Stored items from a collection
-------------------------
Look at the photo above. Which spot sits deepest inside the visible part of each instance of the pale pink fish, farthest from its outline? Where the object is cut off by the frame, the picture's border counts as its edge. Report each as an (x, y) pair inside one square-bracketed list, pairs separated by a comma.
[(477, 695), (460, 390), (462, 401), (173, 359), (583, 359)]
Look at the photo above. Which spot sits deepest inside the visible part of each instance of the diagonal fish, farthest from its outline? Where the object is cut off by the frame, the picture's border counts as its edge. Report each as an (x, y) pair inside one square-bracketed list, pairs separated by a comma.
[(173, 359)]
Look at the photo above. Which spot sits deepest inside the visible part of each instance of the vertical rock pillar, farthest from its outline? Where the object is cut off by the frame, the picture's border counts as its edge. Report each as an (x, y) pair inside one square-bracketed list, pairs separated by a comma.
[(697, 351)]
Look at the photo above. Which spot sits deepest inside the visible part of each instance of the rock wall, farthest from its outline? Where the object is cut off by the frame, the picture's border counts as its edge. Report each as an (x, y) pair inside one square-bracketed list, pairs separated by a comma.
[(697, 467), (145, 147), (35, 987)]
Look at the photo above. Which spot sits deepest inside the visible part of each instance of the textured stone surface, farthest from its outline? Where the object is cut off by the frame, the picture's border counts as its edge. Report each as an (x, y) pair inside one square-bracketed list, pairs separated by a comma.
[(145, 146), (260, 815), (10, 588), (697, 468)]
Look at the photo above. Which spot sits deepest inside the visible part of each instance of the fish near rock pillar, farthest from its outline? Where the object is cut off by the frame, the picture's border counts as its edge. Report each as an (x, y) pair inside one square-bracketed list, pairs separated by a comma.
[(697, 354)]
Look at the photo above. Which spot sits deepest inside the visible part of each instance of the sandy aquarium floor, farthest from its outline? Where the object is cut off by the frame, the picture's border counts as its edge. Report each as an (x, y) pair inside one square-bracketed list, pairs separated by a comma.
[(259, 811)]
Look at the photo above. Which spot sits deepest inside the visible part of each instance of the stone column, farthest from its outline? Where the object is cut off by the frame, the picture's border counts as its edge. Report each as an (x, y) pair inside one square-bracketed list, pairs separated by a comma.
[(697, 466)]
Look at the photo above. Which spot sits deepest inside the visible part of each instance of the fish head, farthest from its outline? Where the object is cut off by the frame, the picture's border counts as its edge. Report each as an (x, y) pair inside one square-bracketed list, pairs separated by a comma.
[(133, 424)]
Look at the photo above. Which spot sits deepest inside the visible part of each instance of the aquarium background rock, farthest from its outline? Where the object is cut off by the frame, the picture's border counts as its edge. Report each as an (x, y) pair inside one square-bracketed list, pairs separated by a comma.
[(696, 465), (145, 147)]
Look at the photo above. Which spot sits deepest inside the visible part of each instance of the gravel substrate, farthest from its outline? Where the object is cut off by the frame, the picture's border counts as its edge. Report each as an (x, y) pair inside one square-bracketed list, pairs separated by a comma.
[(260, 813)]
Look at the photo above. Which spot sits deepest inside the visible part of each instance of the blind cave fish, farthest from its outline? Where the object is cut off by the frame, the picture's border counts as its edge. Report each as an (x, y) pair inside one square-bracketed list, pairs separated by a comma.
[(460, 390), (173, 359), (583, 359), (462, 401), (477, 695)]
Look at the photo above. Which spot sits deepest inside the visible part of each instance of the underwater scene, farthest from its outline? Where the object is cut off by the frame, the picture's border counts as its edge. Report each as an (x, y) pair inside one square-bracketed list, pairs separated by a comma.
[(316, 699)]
-------------------------
* **TASK TO COMPLETE**: Rewrite the data from the start through the line that contains "[(173, 359)]", putting "light pink fish" in place of "pale pink fish" and leaving everything else unchanged.

* **TASK SOLUTION**:
Look at the photo above. Which spot sits deepest inside the visible part of each instance of the light pink fish, farthest from its outline? Where the object is cut off by the frame, the picture's border counts as its edge. Report each as an (x, y) pair inside one square-bracketed list, pairs separated by a comma.
[(477, 695), (460, 390), (462, 401), (173, 359), (583, 359)]
Look at the photo above. Which spot sits deepest inside the visible part of each instance of the diagonal fish, farthest from its outline? Where the object is cut off by the frame, the picture's border counts as its edge. Report each as an (x, y) pair inside one square-bracketed list, pairs separated by a comma.
[(173, 359)]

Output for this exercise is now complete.